>> start SOURCE DOCUMENT

Leverage Your Localization Budget as a Strategic Tool

As you refine your globalization budget for 2022, be sure to review the technical and messaging components of your plans. The technical element covers four areas: software for linguistic transformations, the middleware that connects those tools to source content and code repositories, the business systems that support operations and staffing, and what we’ll broadly term artificial intelligence, a relative newcomer to the team. The messaging part refers to how you discuss and position your work on localization or globalization. Both are critical to success of digital, user, or customer experience (DX-UX-CX) projects.
 

Technology – Lots of Moving Parts and Vulnerabilities
 

Start with the technology portion. Whether you lead a localization department at a company or government agency, or direct a language service provider, you’ll have to budget for, manage, integrate, maintain, evolve, and ultimately replace technology in all four areas that support localization or globalization activities. With all the attention given to machine learning, it’s easy to overlook “old” technology in favor of the bright shiny object that is AI today. Review your entire tech stack to determine its readiness for this globalization initiative.

>> end SOURCE DOCUMENT
>> start DATASET CONTENT

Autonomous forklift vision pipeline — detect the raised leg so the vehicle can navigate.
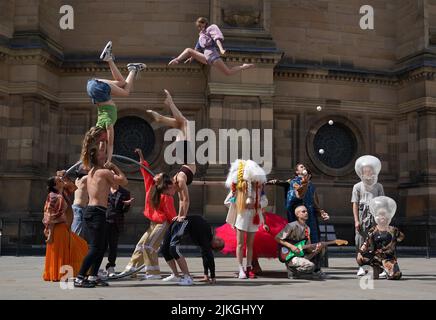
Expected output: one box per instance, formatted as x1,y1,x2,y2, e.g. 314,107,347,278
106,125,115,162
108,59,126,87
213,59,254,76
168,48,207,65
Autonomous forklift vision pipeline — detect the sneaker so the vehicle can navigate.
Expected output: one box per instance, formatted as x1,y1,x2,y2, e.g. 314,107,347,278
357,267,368,277
142,274,162,280
119,266,138,278
127,63,147,74
74,278,95,288
106,267,115,277
88,277,109,287
238,270,247,279
247,267,257,279
100,41,114,62
162,274,180,282
313,271,329,280
378,270,388,279
179,276,194,286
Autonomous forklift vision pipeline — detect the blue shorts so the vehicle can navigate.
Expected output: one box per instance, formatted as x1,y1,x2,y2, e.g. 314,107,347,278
86,79,111,104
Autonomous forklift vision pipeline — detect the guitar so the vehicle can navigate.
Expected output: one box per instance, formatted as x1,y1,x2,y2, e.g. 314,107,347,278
278,239,348,263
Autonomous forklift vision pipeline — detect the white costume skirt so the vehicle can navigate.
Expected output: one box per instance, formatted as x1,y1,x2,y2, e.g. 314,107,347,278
235,210,260,232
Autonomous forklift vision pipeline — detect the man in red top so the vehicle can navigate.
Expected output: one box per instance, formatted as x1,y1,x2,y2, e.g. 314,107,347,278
117,149,177,279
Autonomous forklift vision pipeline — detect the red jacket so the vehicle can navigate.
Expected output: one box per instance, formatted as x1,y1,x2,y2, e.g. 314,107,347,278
141,160,177,223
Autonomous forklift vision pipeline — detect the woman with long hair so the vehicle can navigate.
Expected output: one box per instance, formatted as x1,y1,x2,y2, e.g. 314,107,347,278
42,171,88,281
223,159,269,279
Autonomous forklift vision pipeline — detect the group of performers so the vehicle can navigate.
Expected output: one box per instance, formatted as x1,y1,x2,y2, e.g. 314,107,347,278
43,18,404,288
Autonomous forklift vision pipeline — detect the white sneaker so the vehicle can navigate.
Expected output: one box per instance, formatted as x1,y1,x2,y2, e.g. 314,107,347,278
119,266,138,276
162,274,180,282
100,41,114,61
127,63,147,74
142,274,162,280
357,267,368,277
106,267,115,277
179,276,194,286
238,270,247,279
378,270,388,279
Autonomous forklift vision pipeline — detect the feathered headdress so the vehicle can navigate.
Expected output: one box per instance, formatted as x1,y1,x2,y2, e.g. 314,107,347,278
226,159,266,224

>> end DATASET CONTENT

### TASK TO COMPLETE
From the localization budget article, copy the passage word for word, beginning at the words "As you refine" and stopping after "experience (DX-UX-CX) projects.".

### WRITTEN RESPONSE
As you refine your globalization budget for 2022, be sure to review the technical and messaging components of your plans. The technical element covers four areas: software for linguistic transformations, the middleware that connects those tools to source content and code repositories, the business systems that support operations and staffing, and what we’ll broadly term artificial intelligence, a relative newcomer to the team. The messaging part refers to how you discuss and position your work on localization or globalization. Both are critical to success of digital, user, or customer experience (DX-UX-CX) projects.